[Pointing records]
________
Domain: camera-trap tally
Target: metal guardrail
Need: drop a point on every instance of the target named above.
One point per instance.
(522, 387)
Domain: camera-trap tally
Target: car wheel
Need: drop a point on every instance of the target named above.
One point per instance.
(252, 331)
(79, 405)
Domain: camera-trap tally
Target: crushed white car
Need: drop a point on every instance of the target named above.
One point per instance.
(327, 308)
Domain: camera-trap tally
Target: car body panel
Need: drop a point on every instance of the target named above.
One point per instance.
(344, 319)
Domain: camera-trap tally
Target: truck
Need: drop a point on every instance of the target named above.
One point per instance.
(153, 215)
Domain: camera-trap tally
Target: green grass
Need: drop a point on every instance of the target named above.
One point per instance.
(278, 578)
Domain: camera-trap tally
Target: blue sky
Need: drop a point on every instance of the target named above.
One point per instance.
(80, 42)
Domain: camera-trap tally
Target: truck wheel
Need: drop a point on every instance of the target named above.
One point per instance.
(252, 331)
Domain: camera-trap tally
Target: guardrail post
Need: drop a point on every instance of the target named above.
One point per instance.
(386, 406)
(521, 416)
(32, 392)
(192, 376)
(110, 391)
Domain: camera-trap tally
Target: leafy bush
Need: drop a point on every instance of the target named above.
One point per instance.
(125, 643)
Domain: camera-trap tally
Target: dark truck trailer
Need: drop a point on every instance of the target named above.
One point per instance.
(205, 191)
________
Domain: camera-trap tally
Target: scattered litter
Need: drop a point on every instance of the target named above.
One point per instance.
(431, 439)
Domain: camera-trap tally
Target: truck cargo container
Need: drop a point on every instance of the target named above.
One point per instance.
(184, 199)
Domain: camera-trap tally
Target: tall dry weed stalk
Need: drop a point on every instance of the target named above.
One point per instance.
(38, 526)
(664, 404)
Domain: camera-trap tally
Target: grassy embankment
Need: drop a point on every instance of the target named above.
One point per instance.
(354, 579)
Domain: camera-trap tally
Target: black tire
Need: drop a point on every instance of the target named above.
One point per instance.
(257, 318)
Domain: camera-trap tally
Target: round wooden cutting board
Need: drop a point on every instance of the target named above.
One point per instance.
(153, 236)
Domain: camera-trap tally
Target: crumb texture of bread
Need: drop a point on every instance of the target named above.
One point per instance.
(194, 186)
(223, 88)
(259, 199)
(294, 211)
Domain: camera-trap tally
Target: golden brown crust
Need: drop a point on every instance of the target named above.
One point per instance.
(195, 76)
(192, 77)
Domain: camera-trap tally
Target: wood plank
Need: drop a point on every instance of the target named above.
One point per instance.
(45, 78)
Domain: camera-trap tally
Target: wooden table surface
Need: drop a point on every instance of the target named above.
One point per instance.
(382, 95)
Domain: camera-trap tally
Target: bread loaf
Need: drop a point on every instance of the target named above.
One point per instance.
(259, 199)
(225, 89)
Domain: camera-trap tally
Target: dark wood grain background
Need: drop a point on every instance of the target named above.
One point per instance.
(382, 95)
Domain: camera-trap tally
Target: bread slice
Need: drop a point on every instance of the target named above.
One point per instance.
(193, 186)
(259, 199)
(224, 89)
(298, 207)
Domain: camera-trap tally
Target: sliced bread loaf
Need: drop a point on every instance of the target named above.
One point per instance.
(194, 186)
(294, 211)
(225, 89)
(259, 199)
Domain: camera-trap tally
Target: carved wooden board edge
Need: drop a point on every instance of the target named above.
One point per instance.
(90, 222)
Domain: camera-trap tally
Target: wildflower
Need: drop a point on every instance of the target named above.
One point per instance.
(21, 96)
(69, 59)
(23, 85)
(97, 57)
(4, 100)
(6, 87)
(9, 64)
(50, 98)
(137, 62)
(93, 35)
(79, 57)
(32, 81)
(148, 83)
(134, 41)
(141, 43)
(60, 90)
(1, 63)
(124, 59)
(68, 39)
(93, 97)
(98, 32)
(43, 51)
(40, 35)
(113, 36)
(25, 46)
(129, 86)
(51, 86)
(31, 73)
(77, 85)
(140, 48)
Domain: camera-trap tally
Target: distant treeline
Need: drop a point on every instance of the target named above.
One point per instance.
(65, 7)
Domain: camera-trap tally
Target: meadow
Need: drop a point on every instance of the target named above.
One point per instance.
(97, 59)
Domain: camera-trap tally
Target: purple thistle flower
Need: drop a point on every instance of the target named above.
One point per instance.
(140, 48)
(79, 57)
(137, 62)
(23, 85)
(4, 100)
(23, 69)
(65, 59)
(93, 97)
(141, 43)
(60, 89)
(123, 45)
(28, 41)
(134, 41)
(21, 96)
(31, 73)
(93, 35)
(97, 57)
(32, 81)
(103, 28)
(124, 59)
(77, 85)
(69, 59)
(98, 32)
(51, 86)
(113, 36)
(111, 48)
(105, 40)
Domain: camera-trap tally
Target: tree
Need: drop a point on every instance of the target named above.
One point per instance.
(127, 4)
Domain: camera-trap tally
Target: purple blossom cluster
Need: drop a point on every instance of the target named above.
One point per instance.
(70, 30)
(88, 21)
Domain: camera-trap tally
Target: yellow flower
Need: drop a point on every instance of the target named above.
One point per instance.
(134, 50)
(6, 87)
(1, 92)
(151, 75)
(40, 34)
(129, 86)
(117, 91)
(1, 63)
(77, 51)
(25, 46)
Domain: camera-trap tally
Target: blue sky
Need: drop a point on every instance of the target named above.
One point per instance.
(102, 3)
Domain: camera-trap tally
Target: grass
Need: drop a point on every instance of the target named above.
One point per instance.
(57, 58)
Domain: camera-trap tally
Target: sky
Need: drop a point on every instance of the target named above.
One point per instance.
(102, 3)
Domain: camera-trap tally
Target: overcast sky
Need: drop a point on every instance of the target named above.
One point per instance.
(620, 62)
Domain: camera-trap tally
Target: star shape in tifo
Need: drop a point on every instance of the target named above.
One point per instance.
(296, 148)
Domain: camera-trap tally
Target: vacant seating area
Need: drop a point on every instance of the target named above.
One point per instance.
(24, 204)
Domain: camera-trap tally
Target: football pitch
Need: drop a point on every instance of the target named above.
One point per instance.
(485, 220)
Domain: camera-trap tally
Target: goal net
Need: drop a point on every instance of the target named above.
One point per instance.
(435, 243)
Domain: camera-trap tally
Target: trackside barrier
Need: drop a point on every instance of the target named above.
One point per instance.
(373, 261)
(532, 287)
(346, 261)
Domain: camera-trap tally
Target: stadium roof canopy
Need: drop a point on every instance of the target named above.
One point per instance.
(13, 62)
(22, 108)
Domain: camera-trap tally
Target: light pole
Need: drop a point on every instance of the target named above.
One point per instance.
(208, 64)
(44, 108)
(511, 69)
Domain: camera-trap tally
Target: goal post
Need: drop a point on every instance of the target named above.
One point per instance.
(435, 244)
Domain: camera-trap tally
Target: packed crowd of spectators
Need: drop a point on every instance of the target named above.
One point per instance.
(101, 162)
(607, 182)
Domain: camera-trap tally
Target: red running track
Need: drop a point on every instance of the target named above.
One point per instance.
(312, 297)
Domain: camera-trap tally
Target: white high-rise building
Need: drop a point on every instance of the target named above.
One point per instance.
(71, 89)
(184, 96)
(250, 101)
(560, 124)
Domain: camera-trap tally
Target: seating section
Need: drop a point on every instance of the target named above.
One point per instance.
________
Directions: How many lines in the pointing records above contain the word "purple"? Reply with the count alone.

Result of the task: 2